◆ What you need to do ◆
For the string "post", find every matching line in the records and copy it.

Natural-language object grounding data
•••••

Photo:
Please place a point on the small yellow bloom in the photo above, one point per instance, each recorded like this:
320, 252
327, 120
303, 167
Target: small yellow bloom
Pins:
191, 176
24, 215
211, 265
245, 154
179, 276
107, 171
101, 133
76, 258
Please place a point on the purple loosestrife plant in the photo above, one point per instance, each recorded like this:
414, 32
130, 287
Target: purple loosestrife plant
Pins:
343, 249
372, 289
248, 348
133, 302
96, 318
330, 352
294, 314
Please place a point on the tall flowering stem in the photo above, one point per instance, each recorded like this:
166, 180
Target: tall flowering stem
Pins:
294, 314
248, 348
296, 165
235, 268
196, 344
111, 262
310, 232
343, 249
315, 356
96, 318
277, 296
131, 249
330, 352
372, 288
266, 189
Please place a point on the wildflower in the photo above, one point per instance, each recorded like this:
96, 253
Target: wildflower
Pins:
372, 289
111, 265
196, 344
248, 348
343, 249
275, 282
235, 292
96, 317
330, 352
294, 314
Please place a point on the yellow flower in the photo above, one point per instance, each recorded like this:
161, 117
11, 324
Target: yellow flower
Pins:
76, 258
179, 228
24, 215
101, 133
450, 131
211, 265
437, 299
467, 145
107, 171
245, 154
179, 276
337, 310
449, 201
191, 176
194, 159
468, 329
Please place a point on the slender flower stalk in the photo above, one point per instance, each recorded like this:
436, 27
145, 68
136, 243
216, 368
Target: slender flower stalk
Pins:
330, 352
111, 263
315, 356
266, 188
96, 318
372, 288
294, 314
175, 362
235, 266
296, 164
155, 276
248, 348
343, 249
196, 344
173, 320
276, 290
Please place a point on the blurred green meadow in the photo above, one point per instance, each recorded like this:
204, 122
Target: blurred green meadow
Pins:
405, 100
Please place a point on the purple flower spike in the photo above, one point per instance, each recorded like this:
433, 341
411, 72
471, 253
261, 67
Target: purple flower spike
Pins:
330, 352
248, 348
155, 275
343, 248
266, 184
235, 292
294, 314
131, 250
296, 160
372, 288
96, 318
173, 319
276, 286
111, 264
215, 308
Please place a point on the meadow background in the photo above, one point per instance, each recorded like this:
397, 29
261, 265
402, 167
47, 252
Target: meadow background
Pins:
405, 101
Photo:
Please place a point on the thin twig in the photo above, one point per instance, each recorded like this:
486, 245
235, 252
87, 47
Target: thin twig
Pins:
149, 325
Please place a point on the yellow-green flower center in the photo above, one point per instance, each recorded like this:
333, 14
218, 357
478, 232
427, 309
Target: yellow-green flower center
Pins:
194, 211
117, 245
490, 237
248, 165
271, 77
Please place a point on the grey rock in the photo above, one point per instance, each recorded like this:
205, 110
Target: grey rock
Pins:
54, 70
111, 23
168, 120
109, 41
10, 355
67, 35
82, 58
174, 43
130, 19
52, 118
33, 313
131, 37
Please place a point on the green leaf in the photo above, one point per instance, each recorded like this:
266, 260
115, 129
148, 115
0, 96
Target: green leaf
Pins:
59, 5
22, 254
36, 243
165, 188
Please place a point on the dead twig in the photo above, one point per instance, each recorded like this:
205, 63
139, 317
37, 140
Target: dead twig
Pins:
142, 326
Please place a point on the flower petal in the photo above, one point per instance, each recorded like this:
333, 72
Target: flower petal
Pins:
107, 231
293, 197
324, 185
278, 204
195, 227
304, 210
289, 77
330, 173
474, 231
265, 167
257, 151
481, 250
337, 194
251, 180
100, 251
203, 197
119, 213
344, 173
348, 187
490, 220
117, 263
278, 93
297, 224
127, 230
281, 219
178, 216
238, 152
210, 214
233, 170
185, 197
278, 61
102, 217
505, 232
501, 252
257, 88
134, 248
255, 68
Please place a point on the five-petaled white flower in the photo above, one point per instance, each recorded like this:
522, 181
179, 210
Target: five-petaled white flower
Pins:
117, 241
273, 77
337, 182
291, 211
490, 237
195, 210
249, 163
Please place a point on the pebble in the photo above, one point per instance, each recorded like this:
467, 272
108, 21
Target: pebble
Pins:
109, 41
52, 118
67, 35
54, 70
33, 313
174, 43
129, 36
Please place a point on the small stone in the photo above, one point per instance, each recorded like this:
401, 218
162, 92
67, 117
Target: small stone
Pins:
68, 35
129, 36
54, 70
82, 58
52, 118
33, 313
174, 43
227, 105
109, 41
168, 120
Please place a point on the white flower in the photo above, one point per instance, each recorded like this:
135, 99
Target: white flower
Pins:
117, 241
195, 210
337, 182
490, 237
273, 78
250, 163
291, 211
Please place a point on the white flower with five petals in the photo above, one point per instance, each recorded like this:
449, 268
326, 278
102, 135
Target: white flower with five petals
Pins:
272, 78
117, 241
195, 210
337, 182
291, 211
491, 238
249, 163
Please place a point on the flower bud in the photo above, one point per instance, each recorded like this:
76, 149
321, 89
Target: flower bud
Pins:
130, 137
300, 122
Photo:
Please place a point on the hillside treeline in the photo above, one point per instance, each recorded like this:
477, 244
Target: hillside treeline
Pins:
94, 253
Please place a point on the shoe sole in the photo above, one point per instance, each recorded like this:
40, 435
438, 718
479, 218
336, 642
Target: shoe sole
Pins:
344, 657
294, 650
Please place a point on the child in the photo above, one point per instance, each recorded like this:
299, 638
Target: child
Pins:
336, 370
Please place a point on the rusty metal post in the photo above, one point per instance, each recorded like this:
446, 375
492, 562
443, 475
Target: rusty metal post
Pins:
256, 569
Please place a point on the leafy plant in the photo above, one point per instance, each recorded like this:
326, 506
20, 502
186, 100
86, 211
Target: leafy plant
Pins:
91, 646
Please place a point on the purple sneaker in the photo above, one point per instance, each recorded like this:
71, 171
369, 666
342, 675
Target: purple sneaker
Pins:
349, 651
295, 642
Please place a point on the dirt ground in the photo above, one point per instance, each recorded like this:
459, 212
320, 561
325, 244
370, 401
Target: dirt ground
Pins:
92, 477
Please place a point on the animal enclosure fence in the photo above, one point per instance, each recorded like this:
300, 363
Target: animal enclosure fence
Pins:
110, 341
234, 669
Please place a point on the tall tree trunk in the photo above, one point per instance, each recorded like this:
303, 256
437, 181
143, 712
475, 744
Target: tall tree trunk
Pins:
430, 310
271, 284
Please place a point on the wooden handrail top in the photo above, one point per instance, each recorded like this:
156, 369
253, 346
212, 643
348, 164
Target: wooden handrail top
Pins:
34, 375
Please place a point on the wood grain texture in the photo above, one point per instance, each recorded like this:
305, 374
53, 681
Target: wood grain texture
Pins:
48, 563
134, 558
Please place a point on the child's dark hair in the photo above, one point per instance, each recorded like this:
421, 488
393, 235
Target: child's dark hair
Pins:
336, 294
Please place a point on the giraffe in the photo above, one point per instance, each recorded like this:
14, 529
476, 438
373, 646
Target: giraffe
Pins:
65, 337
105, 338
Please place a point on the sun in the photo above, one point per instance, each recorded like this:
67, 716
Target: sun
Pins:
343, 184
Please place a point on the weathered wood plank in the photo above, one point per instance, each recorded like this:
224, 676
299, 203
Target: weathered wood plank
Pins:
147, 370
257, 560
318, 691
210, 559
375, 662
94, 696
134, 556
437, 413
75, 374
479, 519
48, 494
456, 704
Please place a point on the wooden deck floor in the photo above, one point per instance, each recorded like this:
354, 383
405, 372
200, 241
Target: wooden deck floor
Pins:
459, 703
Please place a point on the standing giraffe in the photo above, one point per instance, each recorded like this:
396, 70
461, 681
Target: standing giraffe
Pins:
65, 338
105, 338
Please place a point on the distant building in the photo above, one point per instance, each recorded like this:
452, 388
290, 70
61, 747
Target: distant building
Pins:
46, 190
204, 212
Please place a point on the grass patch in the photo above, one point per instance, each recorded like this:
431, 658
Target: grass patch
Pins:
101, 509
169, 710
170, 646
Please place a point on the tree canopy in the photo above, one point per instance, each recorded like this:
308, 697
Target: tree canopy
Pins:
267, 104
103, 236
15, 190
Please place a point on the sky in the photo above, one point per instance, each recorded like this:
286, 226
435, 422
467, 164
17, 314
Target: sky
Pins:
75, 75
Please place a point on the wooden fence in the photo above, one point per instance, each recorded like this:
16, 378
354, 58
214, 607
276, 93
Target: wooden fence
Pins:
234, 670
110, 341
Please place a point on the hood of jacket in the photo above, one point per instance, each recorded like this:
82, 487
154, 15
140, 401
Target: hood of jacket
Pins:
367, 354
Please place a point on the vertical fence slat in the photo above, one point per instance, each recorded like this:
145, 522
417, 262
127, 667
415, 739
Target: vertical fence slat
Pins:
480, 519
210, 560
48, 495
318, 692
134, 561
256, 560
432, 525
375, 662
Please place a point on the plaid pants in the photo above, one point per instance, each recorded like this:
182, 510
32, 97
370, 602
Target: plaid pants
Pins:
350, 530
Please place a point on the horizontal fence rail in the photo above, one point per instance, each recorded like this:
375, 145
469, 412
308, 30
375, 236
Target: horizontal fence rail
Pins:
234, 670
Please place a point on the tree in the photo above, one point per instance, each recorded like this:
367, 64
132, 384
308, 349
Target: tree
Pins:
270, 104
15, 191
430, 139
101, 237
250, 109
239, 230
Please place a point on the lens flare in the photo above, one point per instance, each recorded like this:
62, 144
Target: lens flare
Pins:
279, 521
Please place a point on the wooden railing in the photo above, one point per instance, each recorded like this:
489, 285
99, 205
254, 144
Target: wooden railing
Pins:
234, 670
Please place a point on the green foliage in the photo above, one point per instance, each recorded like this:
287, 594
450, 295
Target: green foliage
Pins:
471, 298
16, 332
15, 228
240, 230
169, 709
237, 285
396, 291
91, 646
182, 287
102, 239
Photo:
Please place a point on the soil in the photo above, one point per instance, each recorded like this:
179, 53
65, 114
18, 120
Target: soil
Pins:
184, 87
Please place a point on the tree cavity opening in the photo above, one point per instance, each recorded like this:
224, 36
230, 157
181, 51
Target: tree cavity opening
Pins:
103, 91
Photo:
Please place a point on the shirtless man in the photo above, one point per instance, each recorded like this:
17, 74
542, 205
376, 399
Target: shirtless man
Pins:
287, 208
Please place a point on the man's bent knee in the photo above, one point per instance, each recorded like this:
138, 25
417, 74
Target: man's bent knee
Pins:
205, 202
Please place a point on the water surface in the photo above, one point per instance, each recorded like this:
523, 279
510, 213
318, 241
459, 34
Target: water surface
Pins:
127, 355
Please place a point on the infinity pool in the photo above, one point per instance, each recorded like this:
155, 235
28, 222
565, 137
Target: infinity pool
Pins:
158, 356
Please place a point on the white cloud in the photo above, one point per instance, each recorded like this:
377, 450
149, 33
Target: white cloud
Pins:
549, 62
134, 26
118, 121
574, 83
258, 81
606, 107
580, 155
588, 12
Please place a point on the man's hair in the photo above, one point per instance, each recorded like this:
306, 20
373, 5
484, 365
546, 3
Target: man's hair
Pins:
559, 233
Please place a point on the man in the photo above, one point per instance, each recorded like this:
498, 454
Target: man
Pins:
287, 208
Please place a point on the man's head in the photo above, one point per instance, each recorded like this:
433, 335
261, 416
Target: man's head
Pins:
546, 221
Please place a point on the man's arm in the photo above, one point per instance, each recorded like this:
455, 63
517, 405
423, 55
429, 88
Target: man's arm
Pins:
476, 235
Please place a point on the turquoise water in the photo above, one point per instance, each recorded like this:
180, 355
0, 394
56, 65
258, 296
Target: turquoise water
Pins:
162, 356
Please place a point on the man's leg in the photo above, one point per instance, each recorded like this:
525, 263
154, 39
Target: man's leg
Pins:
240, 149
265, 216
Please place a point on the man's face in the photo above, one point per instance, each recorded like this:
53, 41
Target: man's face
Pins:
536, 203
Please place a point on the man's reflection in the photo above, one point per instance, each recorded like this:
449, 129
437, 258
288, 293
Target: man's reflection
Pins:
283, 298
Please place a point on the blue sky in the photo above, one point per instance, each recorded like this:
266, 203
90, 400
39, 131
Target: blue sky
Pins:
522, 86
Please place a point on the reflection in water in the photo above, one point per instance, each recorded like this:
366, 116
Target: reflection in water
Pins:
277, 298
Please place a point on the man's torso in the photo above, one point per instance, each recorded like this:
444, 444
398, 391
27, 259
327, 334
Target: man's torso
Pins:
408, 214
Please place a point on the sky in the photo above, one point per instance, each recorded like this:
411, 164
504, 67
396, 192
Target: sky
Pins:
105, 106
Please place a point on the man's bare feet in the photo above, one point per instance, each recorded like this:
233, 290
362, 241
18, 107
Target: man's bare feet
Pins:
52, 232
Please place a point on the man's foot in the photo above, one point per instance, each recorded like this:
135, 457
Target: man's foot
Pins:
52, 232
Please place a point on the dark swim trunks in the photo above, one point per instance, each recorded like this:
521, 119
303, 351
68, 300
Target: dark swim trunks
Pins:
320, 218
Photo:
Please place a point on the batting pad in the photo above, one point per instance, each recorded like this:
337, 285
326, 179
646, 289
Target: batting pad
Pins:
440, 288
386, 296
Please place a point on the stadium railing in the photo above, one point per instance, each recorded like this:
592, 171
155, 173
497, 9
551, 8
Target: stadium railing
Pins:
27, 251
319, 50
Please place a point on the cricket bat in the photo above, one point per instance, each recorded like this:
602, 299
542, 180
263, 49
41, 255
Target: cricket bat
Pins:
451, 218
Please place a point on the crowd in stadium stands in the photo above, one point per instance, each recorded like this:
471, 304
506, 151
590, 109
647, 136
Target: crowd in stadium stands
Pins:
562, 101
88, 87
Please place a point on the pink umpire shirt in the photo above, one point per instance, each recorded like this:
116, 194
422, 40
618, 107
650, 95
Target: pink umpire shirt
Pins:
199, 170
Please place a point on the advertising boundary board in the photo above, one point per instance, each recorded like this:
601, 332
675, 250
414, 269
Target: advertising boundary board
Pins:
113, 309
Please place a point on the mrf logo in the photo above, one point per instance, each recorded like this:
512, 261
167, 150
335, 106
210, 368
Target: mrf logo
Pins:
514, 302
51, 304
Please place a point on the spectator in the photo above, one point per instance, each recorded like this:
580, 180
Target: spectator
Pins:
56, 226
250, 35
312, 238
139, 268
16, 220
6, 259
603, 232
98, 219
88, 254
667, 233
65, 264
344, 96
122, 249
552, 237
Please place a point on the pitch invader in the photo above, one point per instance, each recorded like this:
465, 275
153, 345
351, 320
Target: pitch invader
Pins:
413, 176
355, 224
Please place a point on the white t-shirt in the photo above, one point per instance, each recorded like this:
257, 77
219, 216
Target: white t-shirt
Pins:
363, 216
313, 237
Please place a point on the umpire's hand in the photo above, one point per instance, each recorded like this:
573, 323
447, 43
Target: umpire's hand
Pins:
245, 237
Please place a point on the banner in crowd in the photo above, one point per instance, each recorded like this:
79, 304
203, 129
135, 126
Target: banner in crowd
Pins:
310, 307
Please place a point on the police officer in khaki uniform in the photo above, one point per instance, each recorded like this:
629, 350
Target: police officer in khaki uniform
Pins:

•••••

◆ Your response ◆
Please place a point on the rusty metal post in the photo above, one point per instance, each recorded like this:
Target: rusty metal post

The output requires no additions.